#### [What to produce]
All the data must come back unchanged, except that pictures are left out.

━━ Data for processing

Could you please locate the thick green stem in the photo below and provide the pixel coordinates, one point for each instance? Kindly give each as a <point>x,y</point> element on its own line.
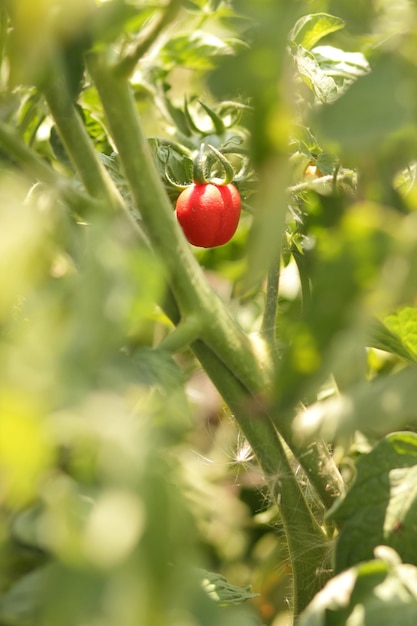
<point>223,349</point>
<point>188,283</point>
<point>307,543</point>
<point>127,65</point>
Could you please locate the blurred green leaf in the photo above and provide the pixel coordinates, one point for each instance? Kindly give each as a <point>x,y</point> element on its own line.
<point>381,505</point>
<point>323,86</point>
<point>404,325</point>
<point>375,408</point>
<point>194,50</point>
<point>374,107</point>
<point>308,30</point>
<point>222,591</point>
<point>375,593</point>
<point>389,340</point>
<point>21,605</point>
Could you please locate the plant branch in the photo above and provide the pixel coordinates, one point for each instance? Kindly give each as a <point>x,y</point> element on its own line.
<point>126,66</point>
<point>36,167</point>
<point>307,543</point>
<point>271,303</point>
<point>80,149</point>
<point>188,283</point>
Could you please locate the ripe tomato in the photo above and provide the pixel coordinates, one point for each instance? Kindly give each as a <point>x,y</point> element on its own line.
<point>208,213</point>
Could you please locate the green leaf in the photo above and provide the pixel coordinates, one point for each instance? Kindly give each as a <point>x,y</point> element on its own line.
<point>20,606</point>
<point>381,505</point>
<point>380,592</point>
<point>404,325</point>
<point>311,28</point>
<point>222,591</point>
<point>193,50</point>
<point>117,17</point>
<point>382,337</point>
<point>323,86</point>
<point>371,110</point>
<point>375,408</point>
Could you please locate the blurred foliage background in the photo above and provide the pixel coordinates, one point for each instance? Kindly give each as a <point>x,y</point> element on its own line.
<point>123,477</point>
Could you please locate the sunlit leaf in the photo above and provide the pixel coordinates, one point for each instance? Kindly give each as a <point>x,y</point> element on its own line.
<point>309,29</point>
<point>381,505</point>
<point>404,325</point>
<point>373,593</point>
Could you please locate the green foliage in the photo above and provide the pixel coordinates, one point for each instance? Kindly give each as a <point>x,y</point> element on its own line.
<point>375,511</point>
<point>375,592</point>
<point>127,494</point>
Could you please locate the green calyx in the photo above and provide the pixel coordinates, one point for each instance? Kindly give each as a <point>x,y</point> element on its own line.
<point>204,164</point>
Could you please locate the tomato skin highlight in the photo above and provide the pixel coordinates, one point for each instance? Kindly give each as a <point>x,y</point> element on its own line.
<point>208,214</point>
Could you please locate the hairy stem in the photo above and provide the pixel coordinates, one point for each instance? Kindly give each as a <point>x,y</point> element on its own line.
<point>223,349</point>
<point>190,288</point>
<point>307,543</point>
<point>127,65</point>
<point>271,303</point>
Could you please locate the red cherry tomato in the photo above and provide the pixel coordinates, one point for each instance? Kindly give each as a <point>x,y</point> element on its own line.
<point>209,213</point>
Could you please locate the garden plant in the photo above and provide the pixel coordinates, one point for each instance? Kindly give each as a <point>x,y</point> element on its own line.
<point>208,313</point>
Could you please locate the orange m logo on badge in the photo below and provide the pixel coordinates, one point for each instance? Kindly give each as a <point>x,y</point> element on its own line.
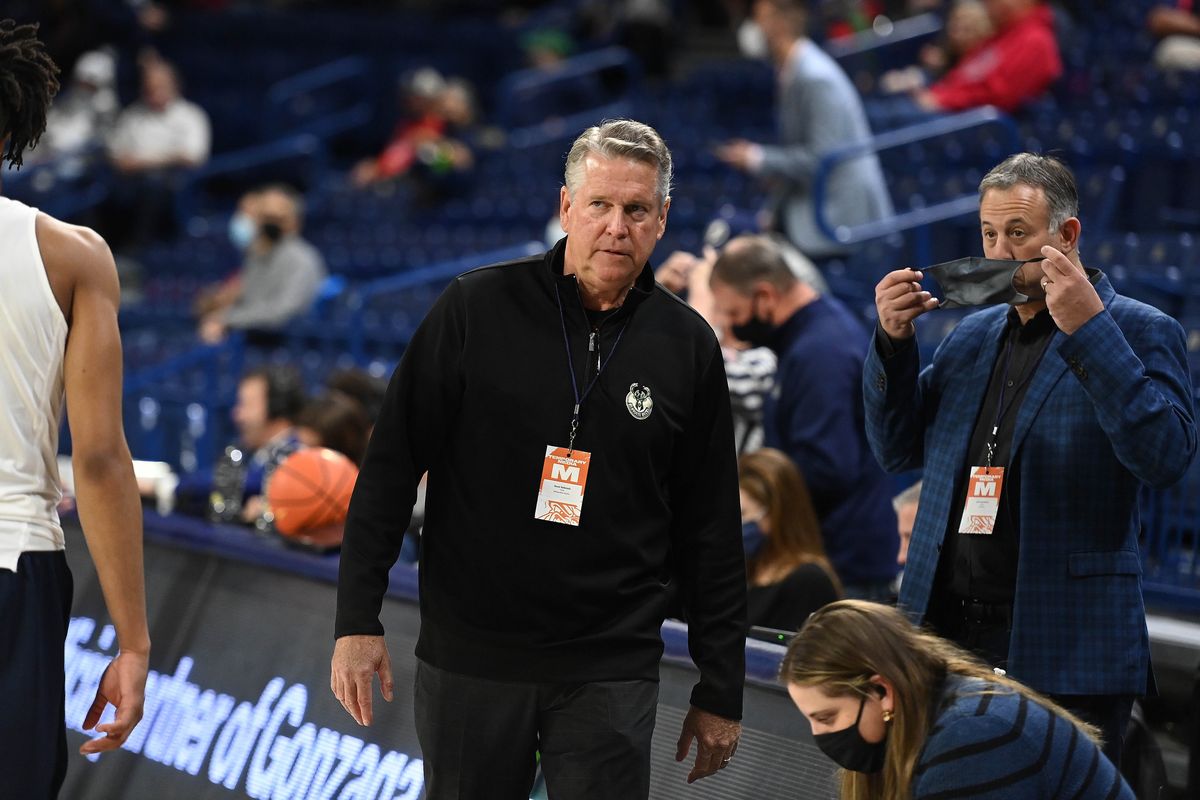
<point>564,473</point>
<point>984,488</point>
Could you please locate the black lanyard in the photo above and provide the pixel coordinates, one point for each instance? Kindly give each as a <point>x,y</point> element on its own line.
<point>570,366</point>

━━━━

#### [Answer to this exercise]
Could you please locate the thick green stem in the photo below and provide the pixel coordinates, one point for each instance? Kindly give each as a <point>x,y</point> element on its own line.
<point>223,349</point>
<point>188,283</point>
<point>307,543</point>
<point>127,65</point>
Could you please locate the blurred green leaf in the photo above and provide the pixel coordinates, one point for each instance? Kindly give each as a <point>x,y</point> element on its own line.
<point>381,505</point>
<point>323,86</point>
<point>404,325</point>
<point>375,408</point>
<point>194,50</point>
<point>374,107</point>
<point>308,30</point>
<point>222,591</point>
<point>375,593</point>
<point>389,340</point>
<point>21,605</point>
Could you please locate the plant branch in the photo above and provide the pixel coordinates, one point for each instance? Kindly give each as a <point>x,y</point> element on its own line.
<point>126,66</point>
<point>36,167</point>
<point>307,543</point>
<point>271,303</point>
<point>80,149</point>
<point>188,283</point>
Could you please locate the ripe tomato in the photo above and provide the pixel coordinates, one point for each instance? Kindly give each as a <point>x,y</point> element on its own line.
<point>208,213</point>
Could you please locate the green leaf in the photo above and provide the pixel coordinates, one point for each instance? Kindly give each as a <point>x,y</point> element on its own line.
<point>20,606</point>
<point>381,505</point>
<point>380,592</point>
<point>404,325</point>
<point>311,28</point>
<point>222,591</point>
<point>193,50</point>
<point>117,17</point>
<point>382,337</point>
<point>323,86</point>
<point>371,110</point>
<point>375,408</point>
Could you please locate the blurred foliage background in the photo above and provide the pixel coordinates, one point for each instance? Kindly give each as a <point>x,y</point> element on its own line.
<point>123,477</point>
Could you please locate the sunlit leaf in the photo above and provide the pixel coordinates, one point for each instance? Kindly give each as a <point>x,y</point> element on its own line.
<point>309,29</point>
<point>381,505</point>
<point>404,325</point>
<point>373,593</point>
Could you please locate the green foliage in the photo above and provide the pixel coordinates, one point for each instance? Kindly give each as a <point>x,y</point> element on its own line.
<point>375,511</point>
<point>375,592</point>
<point>127,494</point>
Could you please locate the green calyx in the photo above and provide the pixel coordinates, one point for each instance? Kindly give each as a <point>x,y</point> element on its own line.
<point>204,164</point>
Could you please locate the tomato skin highlight in the photo above and provide the pixel coordinates, one point for each instance? Kindly give each as a <point>x,y</point> element on its own line.
<point>208,214</point>
Could you please locate the hairy stem in the photo above and provide the pixel coordinates, one point for each instance? Kindly give each as a <point>x,y</point> element on its own line.
<point>223,349</point>
<point>190,288</point>
<point>307,543</point>
<point>127,65</point>
<point>271,303</point>
Could you please locate the red cherry tomato in the photo above and provide the pixel coordinates, one point for each instance? Kindly give each as a <point>x,y</point> element on its own line.
<point>209,213</point>
Could you please locate the garden plant in the photo above and provide the pixel coordinates, one point for each instance? Kindly give each as a <point>x,y</point> element on its own line.
<point>208,313</point>
Could you please locate the orange m logo on badge in the photo below and provide the pixel coordinates, one point for each instance? Kindly give each as a <point>x,y</point> element on its own line.
<point>564,473</point>
<point>984,488</point>
Could you please locate the black lanyard in the photo above and provide the pixel coordinates, one point for each instance? Kindly give each as a <point>x,y</point> element on its own line.
<point>570,366</point>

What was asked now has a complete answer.